**Passage shown**.
= = = =

Just as when Roger Bannister broke the four-minute mile, the gates of possibility now opened for other elite climbers. The limits of human physiology and of the human spirit had been stretched. But that doesn’t mean it was going to be easy for others to replicate. After all, Habeler had almost crawled the last 100m to the summit, and Messner had so vividly described the knife-edge that the two men trod: “I no longer belong to myself and to my eyesight. I am nothing more than a single, narrow gasping lung, floating over the mists and summits.”
Not content with this landmark moment, Messner strove for another in the monsoon of 1980. Everest sans oxygen, but this time alone and from the North. Just him, the mountain, and his pregnant girlfriend at Base Camp. Not even a liaison officer shuffling papers down on the East Rongbuk Glacier. He would be the solitary witness to his efforts.

= = = =

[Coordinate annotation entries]
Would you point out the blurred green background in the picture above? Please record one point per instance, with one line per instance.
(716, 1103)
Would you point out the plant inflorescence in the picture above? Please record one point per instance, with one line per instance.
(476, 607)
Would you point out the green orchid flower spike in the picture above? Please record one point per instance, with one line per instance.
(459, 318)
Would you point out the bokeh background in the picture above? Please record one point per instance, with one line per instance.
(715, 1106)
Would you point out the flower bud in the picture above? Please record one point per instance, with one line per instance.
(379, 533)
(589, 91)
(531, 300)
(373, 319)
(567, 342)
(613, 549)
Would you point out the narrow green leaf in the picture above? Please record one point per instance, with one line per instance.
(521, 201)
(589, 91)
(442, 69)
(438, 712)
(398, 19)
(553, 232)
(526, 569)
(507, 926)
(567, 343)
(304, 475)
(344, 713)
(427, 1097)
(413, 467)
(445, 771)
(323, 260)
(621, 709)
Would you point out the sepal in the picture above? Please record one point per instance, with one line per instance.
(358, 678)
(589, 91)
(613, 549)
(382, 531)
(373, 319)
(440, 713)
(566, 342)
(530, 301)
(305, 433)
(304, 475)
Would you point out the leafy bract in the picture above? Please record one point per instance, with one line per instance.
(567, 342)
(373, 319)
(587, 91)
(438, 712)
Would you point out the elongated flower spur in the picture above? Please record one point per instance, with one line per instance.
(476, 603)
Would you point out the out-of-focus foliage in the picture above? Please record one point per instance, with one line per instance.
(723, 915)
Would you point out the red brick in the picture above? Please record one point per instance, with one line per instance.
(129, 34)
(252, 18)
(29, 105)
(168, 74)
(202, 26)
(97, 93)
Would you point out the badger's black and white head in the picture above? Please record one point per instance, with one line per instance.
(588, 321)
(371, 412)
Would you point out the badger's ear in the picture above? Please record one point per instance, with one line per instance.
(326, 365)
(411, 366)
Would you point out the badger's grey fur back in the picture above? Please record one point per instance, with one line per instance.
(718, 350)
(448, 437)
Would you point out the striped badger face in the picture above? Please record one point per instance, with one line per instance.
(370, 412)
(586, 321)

= = = =

**Problem requirements**.
Reproduce the whole passage about climbing Everest without oxygen, word for word.

**Answer to this problem**.
Just as when Roger Bannister broke the four-minute mile, the gates of possibility now opened for other elite climbers. The limits of human physiology and of the human spirit had been stretched. But that doesn’t mean it was going to be easy for others to replicate. After all, Habeler had almost crawled the last 100m to the summit, and Messner had so vividly described the knife-edge that the two men trod: “I no longer belong to myself and to my eyesight. I am nothing more than a single, narrow gasping lung, floating over the mists and summits.”
Not content with this landmark moment, Messner strove for another in the monsoon of 1980. Everest sans oxygen, but this time alone and from the North. Just him, the mountain, and his pregnant girlfriend at Base Camp. Not even a liaison officer shuffling papers down on the East Rongbuk Glacier. He would be the solitary witness to his efforts.